[START]
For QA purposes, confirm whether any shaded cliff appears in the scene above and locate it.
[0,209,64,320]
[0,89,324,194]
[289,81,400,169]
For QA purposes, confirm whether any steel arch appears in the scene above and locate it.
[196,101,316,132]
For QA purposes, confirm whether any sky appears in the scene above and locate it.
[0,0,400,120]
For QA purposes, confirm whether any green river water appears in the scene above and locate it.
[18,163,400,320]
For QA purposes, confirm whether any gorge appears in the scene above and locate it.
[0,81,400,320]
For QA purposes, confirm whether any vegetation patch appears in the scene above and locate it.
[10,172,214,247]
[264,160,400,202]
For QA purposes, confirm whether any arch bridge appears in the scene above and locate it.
[END]
[START]
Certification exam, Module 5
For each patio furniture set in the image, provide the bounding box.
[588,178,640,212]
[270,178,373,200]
[END]
WORK TO COMPLETE
Present the material as a numbered list, starting with the line that contains "For QA purposes, confirm whether any gorge" and going on through the line that contains "For QA purposes, confirm whether any arch", with both of those lines included and blank lines left out.

ANSWER TO THIS PROBLEM
1. For QA purposes, confirm whether any gorge appears in the scene above and locate it.
2. [0,81,400,320]
3. For QA purposes, confirm whether any vegetation patch appears in the scene above and locate it.
4. [10,172,214,247]
5. [264,160,400,202]
6. For QA purposes, confirm whether any arch bridge appears in the scene above and locate it.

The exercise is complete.